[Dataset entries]
BEGIN

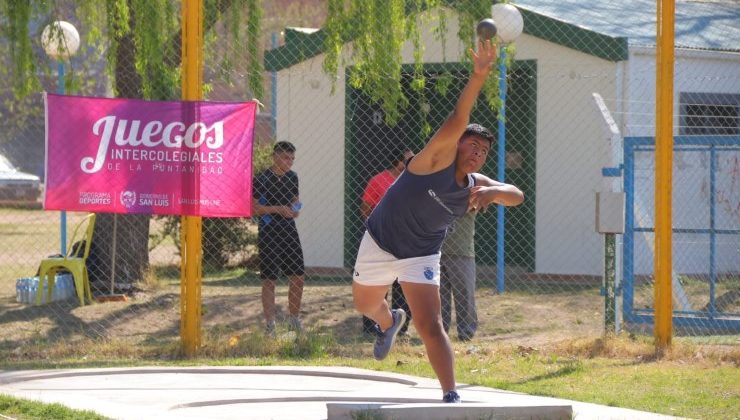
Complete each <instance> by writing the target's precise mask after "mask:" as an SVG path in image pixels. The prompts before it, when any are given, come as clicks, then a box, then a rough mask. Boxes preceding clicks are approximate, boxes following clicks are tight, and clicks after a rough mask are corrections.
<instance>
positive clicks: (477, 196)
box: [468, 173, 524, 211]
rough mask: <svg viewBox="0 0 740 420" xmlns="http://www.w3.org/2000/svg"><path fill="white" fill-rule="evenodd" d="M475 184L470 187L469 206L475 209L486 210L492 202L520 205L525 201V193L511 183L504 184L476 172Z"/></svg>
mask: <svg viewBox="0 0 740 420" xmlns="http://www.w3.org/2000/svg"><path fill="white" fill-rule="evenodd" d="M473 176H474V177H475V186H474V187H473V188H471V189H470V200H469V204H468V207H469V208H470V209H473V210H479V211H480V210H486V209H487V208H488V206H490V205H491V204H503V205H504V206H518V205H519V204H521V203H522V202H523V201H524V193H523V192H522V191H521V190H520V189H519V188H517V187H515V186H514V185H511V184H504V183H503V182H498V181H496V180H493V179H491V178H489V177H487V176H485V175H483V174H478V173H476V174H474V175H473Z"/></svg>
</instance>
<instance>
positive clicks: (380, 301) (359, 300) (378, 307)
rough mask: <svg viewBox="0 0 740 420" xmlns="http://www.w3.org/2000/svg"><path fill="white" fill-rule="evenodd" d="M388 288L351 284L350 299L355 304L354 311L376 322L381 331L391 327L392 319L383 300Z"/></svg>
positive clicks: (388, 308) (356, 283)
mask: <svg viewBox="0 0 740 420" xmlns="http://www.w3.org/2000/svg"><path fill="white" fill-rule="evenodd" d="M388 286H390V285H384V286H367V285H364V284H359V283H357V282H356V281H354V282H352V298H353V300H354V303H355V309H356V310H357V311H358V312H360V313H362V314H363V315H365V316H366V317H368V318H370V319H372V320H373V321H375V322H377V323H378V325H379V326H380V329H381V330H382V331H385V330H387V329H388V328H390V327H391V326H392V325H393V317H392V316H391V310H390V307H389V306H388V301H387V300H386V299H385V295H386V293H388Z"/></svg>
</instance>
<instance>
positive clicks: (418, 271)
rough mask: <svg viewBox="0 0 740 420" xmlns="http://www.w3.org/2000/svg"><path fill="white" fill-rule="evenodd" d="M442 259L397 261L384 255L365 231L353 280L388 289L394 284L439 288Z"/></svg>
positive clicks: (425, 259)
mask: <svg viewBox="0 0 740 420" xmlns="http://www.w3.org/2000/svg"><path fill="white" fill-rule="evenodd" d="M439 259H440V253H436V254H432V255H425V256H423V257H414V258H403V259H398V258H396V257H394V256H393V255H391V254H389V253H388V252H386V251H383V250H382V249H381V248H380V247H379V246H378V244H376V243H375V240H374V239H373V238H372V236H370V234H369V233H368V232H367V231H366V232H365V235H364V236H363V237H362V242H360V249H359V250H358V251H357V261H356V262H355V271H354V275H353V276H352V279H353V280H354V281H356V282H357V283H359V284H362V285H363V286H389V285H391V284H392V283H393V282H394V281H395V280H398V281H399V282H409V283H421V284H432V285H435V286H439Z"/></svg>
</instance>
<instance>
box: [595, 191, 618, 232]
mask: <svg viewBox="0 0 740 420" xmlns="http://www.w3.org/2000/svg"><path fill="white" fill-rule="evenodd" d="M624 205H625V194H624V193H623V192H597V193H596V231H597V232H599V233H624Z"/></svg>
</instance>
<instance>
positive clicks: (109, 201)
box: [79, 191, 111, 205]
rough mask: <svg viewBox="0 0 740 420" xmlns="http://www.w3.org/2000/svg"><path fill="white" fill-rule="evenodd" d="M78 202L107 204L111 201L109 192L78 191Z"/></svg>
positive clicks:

END

> **Task description**
Your answer must be the records above, copied exactly, with no pictures.

> **Written solution**
Complete each <instance> by writing the target's precise mask after "mask:" as an SVG path in image pixels. The prompts before it, when any are given, come as clicks, then a box, then a rough mask. Boxes preceding clicks are approximate, boxes following clicks are tight, and clicks after a rough mask are corrections.
<instance>
positive clicks: (477, 196)
box: [468, 173, 524, 211]
rough mask: <svg viewBox="0 0 740 420" xmlns="http://www.w3.org/2000/svg"><path fill="white" fill-rule="evenodd" d="M475 184L470 187L469 206L475 209L486 210L492 202L520 205L525 201V193L511 183L504 184L476 172Z"/></svg>
mask: <svg viewBox="0 0 740 420" xmlns="http://www.w3.org/2000/svg"><path fill="white" fill-rule="evenodd" d="M473 176H474V177H475V186H474V187H473V188H471V189H470V200H469V204H468V207H469V208H470V209H473V210H479V211H480V210H486V209H487V208H488V206H490V205H491V204H503V205H504V206H518V205H519V204H521V203H522V202H523V201H524V193H523V192H522V191H521V190H520V189H519V188H517V187H515V186H514V185H511V184H504V183H503V182H498V181H496V180H493V179H491V178H489V177H487V176H485V175H483V174H478V173H476V174H474V175H473Z"/></svg>
</instance>
<instance>
positive clicks: (380, 301) (359, 300) (378, 307)
rough mask: <svg viewBox="0 0 740 420" xmlns="http://www.w3.org/2000/svg"><path fill="white" fill-rule="evenodd" d="M388 288L351 284L350 299L355 304L354 311L376 322L381 331L391 327L392 319L383 300Z"/></svg>
positive clicks: (388, 308) (356, 283)
mask: <svg viewBox="0 0 740 420" xmlns="http://www.w3.org/2000/svg"><path fill="white" fill-rule="evenodd" d="M388 286H390V285H384V286H367V285H364V284H359V283H357V282H356V281H354V282H352V298H353V300H354V303H355V309H356V310H357V311H358V312H360V313H362V314H363V315H365V316H366V317H368V318H370V319H372V320H373V321H375V322H377V323H378V325H379V326H380V329H381V330H382V331H385V330H387V329H388V328H390V327H391V326H392V325H393V317H392V316H391V310H390V307H389V306H388V301H387V300H386V299H385V295H386V293H388Z"/></svg>
</instance>
<instance>
positive clicks: (418, 271)
rough mask: <svg viewBox="0 0 740 420" xmlns="http://www.w3.org/2000/svg"><path fill="white" fill-rule="evenodd" d="M442 259L397 261L384 255L365 231L353 280L388 289L394 284L439 288Z"/></svg>
positive clicks: (425, 259)
mask: <svg viewBox="0 0 740 420" xmlns="http://www.w3.org/2000/svg"><path fill="white" fill-rule="evenodd" d="M439 259H440V253H436V254H432V255H425V256H423V257H414V258H403V259H398V258H396V257H394V256H393V255H391V254H389V253H388V252H386V251H383V250H382V249H381V248H380V247H379V246H378V244H376V243H375V240H374V239H373V238H372V236H370V234H369V233H368V232H367V231H366V232H365V235H364V236H363V237H362V242H360V249H359V250H358V251H357V261H356V262H355V271H354V275H353V276H352V279H353V280H354V281H356V282H357V283H359V284H362V285H363V286H389V285H391V284H392V283H393V282H394V281H395V280H398V281H399V282H409V283H421V284H432V285H435V286H439Z"/></svg>
</instance>
<instance>
box: [595, 191, 618, 232]
mask: <svg viewBox="0 0 740 420" xmlns="http://www.w3.org/2000/svg"><path fill="white" fill-rule="evenodd" d="M624 205H625V194H624V193H623V192H597V193H596V231H597V232H599V233H624Z"/></svg>
</instance>
<instance>
positive clicks: (109, 201)
box: [79, 191, 111, 205]
rough mask: <svg viewBox="0 0 740 420" xmlns="http://www.w3.org/2000/svg"><path fill="white" fill-rule="evenodd" d="M78 202L107 204L111 201L109 192L78 191Z"/></svg>
positive clicks:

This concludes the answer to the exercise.